REQUIREMENTS:
[a] From the excerpt on employment status and tax, list every group of people that the text says a common tax base could affect.
[b] Count the lines of the entries that contain the string "support", matching case exactly. Give only the number.

EXCERPT TO READ:
○ ○ ○ ○ ○
So the fact that the government has agreed to consider the OTS’s recommendation that there should be a simple statutory test for employment status is very welcome, though I suspect that it will end up being far from simple.
The employed/self-employed distinction is fundamental to many aspects of the tax system, from the date tax is paid, to the deductibility of expense and the amount of NICs due. This last point is also on the OTS’s radar. The government has accepted there should be a full study into the alignment of tax and NICs payments - indeed the government hasn’t ruled out a full merger of tax and NICs.
These are deep-seated issues. Early in my tax career I remember talking to an official who had been asked to produce a simple check list for employment status. Thirty years later, and there have been several tentative projects for reform, but none has really got anywhere. But I do sense that this time change is possible. The work of the OTS brings intellectual coherence and practical insights into the problem and there appears to be the political will to tackle the problem.
Crucial to this is HMRC’s digital strategy. The simpler the system, the more likely it can be made to work in a digital environment. If everybody, employed or self-employed, paid tax and NIC on exactly the same basis with common payment dates, a technological solution would be much easier. But it would have consequences. A common tax base could impact pensioners, contractors, part-timers and seasonal workers. Change of this nature will inevitably bring winners and losers. The furore over tax credits shows just how difficult it is politically to deal with changes which make people worse off. Will the government want to risk this as the price for fundamental simplification?
○ ○ ○ ○ ○
THE DATA:
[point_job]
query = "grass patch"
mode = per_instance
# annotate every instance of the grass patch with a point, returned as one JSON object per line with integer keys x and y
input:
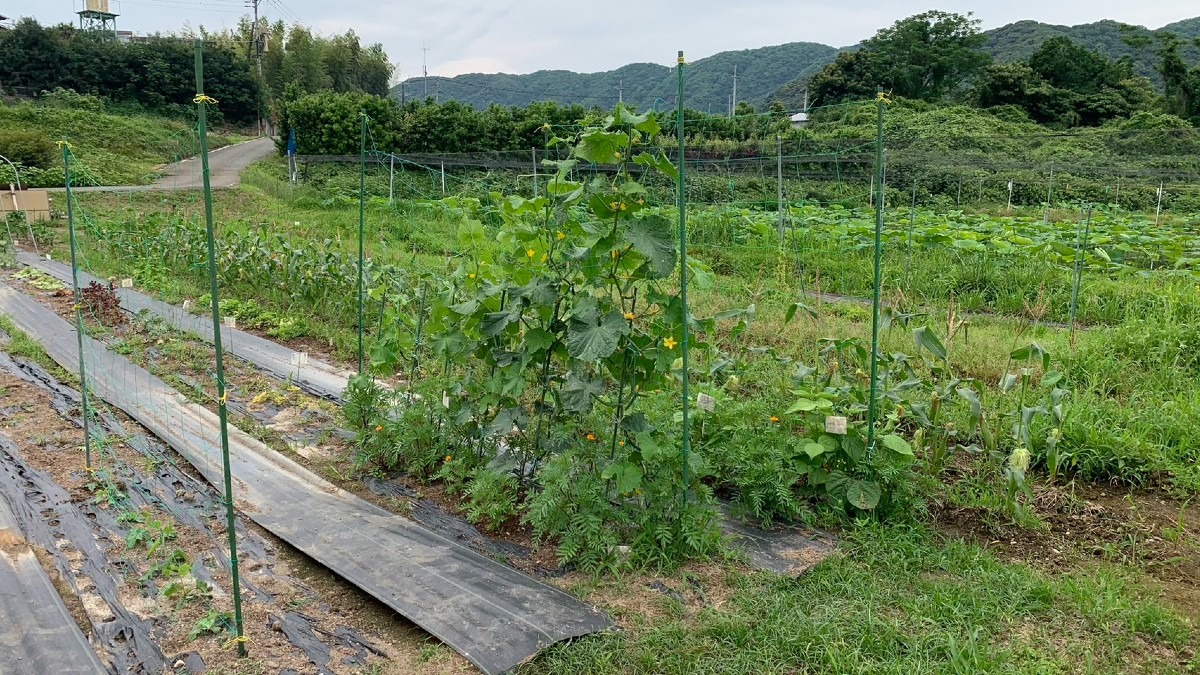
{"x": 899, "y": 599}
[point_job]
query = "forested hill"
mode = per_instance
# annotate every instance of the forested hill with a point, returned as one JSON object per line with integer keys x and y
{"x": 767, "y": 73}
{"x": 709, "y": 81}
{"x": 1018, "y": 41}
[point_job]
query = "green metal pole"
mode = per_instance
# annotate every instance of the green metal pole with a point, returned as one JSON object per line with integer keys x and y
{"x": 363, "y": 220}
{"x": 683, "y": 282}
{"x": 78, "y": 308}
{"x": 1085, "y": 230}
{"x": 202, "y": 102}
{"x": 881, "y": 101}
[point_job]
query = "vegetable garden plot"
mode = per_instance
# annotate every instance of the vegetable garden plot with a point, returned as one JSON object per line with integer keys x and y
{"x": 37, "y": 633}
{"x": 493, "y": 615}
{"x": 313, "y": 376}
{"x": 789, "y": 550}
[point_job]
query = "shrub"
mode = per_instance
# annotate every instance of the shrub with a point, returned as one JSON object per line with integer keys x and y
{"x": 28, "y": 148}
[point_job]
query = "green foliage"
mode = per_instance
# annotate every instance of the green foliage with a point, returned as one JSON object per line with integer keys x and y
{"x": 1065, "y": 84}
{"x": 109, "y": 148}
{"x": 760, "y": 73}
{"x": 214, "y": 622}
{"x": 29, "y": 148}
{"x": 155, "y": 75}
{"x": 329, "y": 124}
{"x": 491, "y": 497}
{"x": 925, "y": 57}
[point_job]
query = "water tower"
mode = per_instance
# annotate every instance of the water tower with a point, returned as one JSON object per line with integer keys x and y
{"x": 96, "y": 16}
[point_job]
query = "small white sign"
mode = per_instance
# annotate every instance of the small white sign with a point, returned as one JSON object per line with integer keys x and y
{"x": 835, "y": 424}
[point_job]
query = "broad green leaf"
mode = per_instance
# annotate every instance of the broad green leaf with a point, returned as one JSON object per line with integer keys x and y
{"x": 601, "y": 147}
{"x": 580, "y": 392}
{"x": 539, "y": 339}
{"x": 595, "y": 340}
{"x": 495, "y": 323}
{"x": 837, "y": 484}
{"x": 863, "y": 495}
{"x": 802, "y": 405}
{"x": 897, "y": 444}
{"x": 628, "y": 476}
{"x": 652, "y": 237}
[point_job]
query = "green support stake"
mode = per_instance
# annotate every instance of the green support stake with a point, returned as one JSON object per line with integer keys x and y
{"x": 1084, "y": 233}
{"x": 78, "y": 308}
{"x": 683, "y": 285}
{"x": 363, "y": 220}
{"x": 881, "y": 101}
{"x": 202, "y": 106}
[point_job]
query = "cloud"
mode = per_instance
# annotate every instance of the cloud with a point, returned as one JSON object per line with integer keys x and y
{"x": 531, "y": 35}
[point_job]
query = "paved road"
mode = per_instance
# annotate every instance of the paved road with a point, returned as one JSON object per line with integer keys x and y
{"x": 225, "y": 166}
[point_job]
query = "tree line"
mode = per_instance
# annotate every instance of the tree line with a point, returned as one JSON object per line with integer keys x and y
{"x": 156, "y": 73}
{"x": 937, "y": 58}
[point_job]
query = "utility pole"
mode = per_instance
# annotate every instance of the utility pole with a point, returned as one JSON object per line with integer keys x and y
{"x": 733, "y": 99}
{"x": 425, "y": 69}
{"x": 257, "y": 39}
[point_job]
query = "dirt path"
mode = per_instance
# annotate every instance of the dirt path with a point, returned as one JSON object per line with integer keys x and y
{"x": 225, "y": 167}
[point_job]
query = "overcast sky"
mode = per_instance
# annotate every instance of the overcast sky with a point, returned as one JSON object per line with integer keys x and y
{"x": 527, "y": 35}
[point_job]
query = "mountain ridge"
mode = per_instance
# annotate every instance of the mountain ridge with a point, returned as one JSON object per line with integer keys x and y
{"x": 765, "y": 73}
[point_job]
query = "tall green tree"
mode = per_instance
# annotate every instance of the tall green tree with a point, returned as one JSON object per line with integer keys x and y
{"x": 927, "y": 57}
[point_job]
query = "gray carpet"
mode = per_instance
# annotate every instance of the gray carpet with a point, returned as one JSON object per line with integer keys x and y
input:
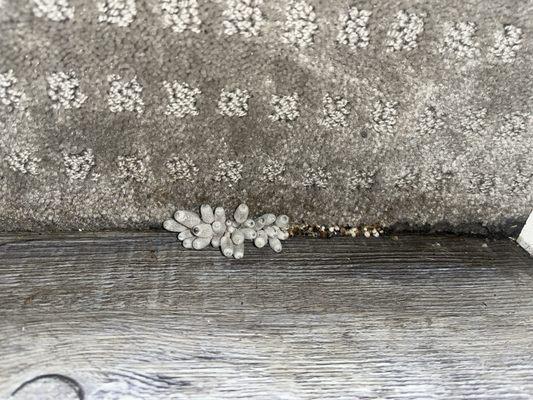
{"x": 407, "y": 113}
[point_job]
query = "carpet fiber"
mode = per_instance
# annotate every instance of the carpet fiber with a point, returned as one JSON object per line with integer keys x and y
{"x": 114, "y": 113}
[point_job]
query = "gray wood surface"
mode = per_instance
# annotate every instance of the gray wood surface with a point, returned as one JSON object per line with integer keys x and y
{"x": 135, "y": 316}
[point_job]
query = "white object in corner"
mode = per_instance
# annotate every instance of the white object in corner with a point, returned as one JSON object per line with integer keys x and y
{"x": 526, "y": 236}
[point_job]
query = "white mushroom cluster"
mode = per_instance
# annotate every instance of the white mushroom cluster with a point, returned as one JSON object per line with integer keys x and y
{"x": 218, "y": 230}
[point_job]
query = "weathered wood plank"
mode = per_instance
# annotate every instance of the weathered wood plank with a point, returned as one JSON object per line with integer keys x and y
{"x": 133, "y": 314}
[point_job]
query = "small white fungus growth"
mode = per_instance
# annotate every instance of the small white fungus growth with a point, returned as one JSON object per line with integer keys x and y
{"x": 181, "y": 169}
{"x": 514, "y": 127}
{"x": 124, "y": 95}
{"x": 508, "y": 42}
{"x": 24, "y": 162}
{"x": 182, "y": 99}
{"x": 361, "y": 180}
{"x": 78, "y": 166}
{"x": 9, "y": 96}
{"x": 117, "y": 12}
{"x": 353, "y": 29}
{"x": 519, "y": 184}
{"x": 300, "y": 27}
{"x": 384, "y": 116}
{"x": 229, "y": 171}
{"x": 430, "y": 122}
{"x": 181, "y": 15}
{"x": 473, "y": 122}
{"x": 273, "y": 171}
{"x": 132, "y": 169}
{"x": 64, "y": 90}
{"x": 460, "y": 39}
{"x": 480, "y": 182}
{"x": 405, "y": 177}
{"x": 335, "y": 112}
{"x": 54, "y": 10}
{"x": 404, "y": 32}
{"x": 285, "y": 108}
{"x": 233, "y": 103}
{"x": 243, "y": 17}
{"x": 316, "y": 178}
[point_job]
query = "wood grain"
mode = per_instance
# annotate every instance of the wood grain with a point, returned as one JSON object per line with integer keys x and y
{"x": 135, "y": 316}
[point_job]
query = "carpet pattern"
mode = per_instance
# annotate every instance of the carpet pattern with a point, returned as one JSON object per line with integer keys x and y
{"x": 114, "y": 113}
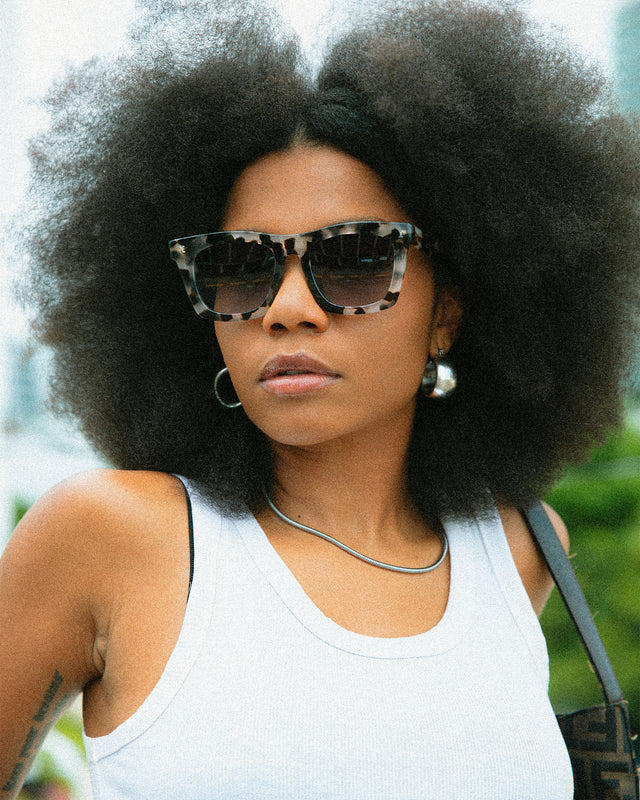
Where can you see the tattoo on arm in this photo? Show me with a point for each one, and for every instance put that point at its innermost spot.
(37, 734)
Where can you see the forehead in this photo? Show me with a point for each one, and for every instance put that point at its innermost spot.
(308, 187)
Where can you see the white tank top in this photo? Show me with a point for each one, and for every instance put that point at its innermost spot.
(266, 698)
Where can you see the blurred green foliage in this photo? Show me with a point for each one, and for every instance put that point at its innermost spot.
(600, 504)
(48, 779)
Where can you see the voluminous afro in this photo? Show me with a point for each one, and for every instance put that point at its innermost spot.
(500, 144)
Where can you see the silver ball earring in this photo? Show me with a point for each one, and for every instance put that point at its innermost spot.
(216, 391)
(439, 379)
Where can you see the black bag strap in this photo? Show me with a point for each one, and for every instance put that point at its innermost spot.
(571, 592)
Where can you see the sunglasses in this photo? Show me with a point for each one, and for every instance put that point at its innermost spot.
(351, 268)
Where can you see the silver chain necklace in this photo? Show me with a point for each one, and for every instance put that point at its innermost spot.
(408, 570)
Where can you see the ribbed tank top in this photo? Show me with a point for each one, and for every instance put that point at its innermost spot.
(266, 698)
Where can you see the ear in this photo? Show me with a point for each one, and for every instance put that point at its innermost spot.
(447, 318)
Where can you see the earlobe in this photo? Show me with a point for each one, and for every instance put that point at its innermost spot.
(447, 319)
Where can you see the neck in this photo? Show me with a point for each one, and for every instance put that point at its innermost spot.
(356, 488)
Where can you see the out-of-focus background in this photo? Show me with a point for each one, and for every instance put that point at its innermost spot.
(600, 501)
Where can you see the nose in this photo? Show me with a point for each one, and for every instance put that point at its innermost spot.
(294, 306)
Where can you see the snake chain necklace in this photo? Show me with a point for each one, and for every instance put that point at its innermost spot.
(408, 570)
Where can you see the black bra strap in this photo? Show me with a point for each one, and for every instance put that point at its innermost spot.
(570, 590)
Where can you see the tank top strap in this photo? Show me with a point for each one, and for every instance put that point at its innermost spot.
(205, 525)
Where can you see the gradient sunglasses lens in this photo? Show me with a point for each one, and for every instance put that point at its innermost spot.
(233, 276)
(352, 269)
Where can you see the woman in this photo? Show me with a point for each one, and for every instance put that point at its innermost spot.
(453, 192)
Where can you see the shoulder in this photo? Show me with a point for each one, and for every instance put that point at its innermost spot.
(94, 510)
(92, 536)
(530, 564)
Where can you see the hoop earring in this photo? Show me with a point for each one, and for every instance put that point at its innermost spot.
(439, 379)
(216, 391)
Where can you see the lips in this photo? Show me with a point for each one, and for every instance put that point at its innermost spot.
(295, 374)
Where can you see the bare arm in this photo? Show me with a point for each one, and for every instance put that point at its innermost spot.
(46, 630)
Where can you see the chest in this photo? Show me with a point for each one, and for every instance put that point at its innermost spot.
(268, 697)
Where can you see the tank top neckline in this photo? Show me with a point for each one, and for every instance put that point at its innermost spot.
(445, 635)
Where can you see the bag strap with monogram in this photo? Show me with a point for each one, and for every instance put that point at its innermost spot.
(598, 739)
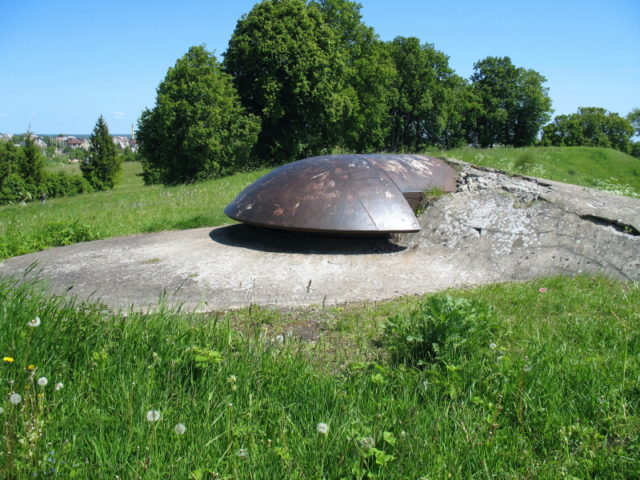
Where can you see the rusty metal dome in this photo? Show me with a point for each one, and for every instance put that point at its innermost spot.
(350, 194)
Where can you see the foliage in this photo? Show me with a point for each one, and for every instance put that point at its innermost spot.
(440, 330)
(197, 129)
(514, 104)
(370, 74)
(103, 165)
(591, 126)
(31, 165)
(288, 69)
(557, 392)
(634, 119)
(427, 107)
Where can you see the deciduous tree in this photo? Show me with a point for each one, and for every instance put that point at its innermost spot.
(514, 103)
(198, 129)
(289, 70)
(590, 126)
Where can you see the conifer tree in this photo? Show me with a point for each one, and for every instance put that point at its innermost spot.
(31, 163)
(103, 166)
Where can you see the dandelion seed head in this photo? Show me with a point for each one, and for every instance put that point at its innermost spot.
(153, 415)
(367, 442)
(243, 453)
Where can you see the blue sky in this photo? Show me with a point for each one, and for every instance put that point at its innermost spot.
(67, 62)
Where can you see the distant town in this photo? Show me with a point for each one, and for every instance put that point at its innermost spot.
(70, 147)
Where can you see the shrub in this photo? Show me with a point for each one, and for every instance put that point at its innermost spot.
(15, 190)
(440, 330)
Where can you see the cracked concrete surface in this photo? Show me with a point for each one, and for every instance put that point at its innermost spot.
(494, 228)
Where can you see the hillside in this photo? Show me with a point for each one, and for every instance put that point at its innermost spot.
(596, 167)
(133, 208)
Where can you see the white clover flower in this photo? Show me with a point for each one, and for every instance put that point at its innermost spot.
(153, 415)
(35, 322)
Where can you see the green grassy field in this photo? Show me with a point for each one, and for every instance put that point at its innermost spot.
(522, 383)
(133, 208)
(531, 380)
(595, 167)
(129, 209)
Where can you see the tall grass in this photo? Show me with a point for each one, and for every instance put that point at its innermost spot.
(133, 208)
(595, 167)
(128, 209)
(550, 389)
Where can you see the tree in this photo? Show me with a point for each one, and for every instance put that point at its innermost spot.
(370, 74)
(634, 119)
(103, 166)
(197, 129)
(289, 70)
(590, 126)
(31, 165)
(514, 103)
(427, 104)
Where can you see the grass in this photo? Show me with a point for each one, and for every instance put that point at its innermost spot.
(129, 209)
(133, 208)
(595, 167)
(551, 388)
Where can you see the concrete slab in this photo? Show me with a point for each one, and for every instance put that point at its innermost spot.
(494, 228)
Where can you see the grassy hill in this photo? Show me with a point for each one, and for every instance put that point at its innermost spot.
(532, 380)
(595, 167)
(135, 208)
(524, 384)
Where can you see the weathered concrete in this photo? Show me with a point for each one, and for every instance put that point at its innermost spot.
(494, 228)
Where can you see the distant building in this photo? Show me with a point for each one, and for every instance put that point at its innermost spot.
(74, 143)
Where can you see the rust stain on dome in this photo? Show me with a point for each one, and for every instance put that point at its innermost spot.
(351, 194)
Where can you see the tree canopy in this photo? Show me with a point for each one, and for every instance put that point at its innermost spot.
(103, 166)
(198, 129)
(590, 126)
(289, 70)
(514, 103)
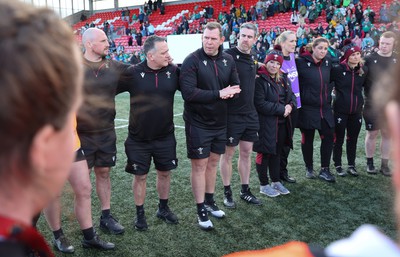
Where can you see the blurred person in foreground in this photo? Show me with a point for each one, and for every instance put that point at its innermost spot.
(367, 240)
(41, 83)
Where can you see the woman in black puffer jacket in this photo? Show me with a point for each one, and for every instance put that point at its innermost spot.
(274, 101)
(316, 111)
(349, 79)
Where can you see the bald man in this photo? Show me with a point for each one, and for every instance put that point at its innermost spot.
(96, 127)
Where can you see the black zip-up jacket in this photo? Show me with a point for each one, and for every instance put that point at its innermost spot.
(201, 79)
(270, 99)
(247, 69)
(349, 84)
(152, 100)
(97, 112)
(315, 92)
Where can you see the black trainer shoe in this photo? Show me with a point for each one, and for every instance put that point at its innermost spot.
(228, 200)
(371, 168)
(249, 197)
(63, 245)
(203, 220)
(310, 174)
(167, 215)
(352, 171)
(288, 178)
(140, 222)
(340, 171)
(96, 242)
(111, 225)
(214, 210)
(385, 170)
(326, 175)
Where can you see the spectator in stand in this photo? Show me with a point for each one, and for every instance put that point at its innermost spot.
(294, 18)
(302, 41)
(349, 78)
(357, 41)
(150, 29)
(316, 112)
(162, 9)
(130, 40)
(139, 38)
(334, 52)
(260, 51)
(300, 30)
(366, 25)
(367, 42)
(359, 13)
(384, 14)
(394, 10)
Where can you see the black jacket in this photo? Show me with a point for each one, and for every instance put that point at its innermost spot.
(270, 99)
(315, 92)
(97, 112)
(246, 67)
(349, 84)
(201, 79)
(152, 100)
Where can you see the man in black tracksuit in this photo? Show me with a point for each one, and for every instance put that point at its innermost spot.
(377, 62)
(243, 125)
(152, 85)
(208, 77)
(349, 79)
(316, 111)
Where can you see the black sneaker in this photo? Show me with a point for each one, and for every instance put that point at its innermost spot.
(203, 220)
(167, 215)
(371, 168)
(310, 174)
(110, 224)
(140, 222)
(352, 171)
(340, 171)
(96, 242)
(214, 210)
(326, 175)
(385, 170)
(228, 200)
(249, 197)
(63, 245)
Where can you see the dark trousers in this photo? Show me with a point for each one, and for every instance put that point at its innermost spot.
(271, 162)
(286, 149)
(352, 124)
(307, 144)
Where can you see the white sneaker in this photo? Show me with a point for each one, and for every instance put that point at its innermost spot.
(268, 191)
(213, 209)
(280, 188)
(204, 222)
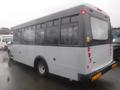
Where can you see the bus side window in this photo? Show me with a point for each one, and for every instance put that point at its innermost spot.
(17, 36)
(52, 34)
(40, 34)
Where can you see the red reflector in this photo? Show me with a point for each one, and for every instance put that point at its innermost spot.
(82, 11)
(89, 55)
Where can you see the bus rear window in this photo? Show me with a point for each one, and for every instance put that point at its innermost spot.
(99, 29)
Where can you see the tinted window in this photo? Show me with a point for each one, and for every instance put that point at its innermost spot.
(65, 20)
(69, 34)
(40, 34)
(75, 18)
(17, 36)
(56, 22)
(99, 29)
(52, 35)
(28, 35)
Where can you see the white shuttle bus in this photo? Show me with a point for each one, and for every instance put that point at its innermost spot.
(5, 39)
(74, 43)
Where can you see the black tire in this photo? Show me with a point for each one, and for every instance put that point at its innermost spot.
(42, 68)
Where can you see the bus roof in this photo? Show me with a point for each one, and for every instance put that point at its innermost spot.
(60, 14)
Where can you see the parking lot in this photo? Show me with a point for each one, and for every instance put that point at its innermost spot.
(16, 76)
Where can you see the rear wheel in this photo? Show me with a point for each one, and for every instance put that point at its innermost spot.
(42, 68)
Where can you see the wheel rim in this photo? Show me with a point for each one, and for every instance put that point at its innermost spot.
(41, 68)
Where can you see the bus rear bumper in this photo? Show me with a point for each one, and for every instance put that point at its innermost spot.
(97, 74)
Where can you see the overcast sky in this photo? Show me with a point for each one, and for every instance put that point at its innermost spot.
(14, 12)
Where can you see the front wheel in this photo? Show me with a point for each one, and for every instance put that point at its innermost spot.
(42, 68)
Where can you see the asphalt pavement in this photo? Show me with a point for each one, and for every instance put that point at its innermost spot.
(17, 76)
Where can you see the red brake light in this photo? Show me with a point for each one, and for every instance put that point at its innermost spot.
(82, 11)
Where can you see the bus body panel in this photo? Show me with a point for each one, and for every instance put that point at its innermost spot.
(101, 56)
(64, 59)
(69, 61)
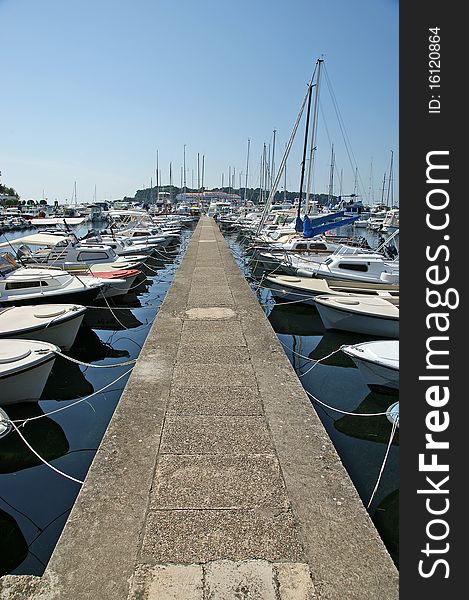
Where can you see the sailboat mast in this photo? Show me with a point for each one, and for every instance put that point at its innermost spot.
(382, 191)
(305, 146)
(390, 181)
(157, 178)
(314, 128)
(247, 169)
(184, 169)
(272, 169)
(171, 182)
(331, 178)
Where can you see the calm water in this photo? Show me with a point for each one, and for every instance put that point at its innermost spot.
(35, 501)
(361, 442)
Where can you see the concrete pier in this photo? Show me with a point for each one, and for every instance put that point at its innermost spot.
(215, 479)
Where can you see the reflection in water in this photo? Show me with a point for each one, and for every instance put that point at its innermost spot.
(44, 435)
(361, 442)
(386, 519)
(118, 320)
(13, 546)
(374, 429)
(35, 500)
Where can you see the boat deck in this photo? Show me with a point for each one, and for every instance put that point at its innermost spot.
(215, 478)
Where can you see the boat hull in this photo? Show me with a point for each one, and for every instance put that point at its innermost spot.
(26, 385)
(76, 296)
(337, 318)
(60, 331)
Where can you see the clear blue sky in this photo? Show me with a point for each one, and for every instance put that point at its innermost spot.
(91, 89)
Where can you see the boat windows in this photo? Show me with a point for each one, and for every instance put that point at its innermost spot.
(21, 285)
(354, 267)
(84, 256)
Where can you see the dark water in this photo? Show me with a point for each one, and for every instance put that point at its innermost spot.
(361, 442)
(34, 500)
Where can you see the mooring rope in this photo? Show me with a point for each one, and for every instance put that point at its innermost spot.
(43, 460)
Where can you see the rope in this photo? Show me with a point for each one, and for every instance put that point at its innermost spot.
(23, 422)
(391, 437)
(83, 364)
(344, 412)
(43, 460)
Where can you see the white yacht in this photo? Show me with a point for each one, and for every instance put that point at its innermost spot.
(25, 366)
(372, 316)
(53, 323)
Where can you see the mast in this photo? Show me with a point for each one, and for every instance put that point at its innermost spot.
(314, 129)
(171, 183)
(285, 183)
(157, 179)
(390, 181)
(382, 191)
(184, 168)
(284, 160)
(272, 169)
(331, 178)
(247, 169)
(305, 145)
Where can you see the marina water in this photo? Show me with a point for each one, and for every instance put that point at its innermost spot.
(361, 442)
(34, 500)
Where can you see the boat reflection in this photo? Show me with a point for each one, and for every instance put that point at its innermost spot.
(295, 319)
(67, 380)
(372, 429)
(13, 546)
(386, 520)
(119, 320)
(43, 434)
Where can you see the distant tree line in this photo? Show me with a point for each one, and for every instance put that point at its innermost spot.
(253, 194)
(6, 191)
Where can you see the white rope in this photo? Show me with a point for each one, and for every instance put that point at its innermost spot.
○ ○ ○ ○ ○
OUTPUTS IN ORDER:
[a]
- pensioners
- contractors
- part-timers
- seasonal workers

[b] 2